==== TEXTE EXTRAIT

Manuscrit autographe (6 ff. dûment numérotés de 1 à 6 ; dim : 23 x 17,5), signé, à l’encre. Il doit s’agir d’une copie tant l’écriture est appliquée et les ratures peu nombreuses. Quant à savoir à qui était destinée cette réponse, cela reste une énigme pour le moment. Tout comme la date de composition. Tout juste peut-on assurer que cette prose a été écrite après Jean de Noarrieu (O : Ms 220 et P : Ms 433) et avant la « conversion » de 1905 : donc, peut-être, en 1903 ou 1904, mais ce n’est qu’une hypothèse. L’Association Francis Jammes a acquis ce manuscrit chez Drouot le 9 avril 1997.

========
==== MATÉRIEL PRÉSENTÉ

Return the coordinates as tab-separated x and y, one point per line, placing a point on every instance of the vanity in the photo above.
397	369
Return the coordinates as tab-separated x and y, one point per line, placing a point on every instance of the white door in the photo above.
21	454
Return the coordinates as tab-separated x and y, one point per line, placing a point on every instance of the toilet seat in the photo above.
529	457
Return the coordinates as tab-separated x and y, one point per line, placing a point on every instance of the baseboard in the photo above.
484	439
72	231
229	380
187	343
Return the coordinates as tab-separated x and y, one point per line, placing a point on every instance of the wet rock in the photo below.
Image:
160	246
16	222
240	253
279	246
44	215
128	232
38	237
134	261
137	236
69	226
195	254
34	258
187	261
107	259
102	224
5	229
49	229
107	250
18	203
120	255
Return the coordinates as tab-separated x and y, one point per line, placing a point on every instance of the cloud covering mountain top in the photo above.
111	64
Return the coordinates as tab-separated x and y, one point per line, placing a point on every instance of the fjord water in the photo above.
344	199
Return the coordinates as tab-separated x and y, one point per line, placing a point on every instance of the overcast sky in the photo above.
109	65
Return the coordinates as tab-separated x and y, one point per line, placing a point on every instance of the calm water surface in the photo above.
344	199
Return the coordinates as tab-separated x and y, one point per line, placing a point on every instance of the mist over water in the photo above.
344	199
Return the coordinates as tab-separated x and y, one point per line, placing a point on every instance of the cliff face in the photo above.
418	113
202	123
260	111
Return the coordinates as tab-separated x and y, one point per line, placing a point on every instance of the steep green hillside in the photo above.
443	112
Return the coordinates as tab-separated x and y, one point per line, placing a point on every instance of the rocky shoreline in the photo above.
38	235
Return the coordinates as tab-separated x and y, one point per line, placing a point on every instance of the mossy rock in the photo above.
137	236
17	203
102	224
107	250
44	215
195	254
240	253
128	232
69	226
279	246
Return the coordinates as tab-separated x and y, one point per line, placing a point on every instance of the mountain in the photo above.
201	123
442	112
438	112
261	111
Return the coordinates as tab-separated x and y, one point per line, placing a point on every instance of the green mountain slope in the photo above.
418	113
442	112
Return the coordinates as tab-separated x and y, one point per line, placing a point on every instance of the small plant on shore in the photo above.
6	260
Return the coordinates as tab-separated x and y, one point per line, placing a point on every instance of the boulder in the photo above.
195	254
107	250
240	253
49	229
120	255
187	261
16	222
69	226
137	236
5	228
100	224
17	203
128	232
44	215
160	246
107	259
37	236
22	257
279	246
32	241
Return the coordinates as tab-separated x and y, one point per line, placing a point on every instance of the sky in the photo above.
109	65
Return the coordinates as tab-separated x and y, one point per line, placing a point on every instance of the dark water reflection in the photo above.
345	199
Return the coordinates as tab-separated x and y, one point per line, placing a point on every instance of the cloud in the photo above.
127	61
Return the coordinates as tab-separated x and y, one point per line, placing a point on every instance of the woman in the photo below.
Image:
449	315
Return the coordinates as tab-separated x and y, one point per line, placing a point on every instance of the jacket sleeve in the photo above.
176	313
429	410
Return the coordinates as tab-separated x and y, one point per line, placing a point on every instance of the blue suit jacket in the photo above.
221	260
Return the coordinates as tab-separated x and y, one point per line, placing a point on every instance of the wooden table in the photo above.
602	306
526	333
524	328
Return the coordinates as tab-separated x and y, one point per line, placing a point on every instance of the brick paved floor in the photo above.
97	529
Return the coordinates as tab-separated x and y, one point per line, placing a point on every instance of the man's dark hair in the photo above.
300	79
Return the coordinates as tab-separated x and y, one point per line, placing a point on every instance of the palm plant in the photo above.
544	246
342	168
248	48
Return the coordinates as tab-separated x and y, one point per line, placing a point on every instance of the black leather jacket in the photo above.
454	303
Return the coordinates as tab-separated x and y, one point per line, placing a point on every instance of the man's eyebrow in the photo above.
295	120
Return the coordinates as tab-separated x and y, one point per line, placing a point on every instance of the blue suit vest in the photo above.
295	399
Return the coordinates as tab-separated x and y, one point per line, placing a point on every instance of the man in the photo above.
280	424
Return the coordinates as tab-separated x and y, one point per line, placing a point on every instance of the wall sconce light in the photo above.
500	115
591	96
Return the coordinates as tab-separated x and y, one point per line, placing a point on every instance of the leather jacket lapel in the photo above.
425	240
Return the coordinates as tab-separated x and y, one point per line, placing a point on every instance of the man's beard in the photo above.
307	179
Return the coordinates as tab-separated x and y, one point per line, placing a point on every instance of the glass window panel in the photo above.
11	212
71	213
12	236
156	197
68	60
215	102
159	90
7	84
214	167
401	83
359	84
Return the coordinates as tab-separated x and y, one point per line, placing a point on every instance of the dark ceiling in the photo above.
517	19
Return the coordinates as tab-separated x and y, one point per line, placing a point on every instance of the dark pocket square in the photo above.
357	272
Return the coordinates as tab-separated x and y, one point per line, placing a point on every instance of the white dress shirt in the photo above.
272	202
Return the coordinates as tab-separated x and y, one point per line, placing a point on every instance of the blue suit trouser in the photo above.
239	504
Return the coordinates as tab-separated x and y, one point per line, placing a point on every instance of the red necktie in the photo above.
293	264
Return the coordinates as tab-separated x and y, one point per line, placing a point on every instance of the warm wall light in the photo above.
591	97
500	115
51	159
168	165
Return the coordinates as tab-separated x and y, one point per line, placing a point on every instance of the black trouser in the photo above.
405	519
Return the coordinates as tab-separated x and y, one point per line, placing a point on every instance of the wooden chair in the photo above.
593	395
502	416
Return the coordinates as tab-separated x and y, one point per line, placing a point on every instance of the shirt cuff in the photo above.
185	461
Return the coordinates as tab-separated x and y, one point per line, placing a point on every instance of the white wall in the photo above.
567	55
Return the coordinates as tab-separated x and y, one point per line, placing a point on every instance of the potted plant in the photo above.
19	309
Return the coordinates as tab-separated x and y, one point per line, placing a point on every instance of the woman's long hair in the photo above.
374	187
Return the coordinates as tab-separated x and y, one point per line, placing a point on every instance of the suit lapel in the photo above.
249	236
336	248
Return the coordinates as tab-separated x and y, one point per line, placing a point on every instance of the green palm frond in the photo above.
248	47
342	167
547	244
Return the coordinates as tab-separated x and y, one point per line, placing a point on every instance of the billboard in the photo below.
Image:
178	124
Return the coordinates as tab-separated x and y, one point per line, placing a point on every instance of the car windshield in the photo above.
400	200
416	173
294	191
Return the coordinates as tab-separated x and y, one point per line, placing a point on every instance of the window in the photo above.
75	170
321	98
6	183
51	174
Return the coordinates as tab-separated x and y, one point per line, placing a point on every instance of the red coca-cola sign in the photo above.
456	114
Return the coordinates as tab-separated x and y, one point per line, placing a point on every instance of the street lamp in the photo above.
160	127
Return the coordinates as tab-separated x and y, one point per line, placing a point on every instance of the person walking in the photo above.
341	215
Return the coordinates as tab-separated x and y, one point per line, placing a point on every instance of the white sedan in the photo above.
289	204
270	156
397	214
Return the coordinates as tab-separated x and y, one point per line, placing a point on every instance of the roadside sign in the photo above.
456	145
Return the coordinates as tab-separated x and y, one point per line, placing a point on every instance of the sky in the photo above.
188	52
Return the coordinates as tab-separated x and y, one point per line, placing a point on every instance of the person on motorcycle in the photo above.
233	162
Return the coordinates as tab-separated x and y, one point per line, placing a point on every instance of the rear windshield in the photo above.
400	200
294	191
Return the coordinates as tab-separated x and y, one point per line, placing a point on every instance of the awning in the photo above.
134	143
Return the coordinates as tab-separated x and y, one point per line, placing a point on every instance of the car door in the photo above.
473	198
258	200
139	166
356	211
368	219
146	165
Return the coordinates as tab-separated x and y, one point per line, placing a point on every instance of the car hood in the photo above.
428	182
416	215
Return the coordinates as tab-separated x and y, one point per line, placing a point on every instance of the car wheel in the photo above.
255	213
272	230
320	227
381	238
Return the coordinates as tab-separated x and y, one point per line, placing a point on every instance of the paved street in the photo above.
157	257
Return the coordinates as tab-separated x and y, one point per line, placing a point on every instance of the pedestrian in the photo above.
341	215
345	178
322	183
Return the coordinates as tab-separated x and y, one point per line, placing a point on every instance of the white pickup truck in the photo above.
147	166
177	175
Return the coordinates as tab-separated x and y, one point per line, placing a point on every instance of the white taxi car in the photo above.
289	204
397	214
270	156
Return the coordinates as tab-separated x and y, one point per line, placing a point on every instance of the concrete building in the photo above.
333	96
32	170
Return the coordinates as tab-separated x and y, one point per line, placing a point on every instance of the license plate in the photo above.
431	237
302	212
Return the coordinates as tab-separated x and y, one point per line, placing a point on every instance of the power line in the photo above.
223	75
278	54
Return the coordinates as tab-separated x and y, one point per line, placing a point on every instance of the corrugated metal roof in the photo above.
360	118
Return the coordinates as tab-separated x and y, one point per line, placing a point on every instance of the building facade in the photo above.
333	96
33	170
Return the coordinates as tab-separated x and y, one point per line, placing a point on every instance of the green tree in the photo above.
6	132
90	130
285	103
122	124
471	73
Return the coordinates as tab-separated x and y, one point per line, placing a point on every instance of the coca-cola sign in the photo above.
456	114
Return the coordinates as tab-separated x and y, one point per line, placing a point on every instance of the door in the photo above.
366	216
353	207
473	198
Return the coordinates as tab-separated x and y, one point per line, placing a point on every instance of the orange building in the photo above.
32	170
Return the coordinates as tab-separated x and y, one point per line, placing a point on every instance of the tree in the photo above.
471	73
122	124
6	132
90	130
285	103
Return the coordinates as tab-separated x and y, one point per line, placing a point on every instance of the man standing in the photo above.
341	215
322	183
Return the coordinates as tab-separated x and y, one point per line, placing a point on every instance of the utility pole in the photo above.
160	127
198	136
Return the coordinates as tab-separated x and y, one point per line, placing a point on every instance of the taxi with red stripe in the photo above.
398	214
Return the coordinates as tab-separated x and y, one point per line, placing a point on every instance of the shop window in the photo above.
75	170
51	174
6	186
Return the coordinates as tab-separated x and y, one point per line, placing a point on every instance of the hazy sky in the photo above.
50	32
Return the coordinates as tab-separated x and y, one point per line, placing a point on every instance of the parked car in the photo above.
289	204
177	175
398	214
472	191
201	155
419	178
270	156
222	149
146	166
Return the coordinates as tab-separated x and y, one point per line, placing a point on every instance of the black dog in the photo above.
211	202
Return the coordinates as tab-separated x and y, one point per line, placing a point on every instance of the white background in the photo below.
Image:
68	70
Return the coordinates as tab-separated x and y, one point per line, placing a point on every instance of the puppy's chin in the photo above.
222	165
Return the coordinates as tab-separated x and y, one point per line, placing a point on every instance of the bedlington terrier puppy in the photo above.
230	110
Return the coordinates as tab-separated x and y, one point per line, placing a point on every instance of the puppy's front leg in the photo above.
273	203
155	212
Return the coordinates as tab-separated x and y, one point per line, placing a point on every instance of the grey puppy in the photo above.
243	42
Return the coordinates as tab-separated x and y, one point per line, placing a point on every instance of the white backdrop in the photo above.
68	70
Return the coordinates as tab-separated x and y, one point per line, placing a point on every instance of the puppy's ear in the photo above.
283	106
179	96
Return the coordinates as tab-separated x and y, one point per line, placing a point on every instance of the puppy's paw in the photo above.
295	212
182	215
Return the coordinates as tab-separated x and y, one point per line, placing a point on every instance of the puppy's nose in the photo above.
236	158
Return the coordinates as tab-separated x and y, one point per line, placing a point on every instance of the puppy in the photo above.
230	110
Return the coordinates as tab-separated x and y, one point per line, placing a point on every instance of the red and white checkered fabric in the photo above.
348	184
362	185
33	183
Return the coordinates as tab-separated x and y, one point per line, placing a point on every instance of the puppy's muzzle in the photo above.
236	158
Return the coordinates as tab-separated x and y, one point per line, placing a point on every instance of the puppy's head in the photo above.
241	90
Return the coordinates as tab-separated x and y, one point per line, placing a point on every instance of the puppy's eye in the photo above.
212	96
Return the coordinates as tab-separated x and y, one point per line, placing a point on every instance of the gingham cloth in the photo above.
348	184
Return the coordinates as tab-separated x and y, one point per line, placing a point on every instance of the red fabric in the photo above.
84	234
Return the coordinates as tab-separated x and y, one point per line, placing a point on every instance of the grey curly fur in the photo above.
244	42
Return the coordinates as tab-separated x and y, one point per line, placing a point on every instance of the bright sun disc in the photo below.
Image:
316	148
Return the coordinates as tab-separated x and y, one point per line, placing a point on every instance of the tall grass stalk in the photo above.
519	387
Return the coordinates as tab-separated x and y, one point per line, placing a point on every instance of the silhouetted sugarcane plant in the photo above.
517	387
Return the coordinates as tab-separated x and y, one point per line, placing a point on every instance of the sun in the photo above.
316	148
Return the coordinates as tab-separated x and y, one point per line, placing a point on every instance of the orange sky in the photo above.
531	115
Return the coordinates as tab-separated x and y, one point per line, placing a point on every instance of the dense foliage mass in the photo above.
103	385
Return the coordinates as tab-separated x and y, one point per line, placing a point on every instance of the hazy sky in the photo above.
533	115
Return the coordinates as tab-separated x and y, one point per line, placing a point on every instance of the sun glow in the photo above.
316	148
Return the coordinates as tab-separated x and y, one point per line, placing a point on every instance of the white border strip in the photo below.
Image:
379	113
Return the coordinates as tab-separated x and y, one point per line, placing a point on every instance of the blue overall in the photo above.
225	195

========

__CONSIGNE__:
Réécrivez, s'il vous plaît, tout ce qui va de "Manuscrit autographe (6" jusqu'à "9 avril 1997." dans le texte extrait, en remplaçant "hypothèse" par "supposition".

__RÉPONSE ATTENDUE__:
Manuscrit autographe (6 ff. dûment numérotés de 1 à 6 ; dim : 23 x 17,5), signé, à l’encre. Il doit s’agir d’une copie tant l’écriture est appliquée et les ratures peu nombreuses. Quant à savoir à qui était destinée cette réponse, cela reste une énigme pour le moment. Tout comme la date de composition. Tout juste peut-on assurer que cette prose a été écrite après Jean de Noarrieu (O : Ms 220 et P : Ms 433) et avant la « conversion » de 1905 : donc, peut-être, en 1903 ou 1904, mais ce n’est qu’une supposition. L’Association Francis Jammes a acquis ce manuscrit chez Drouot le 9 avril 1997.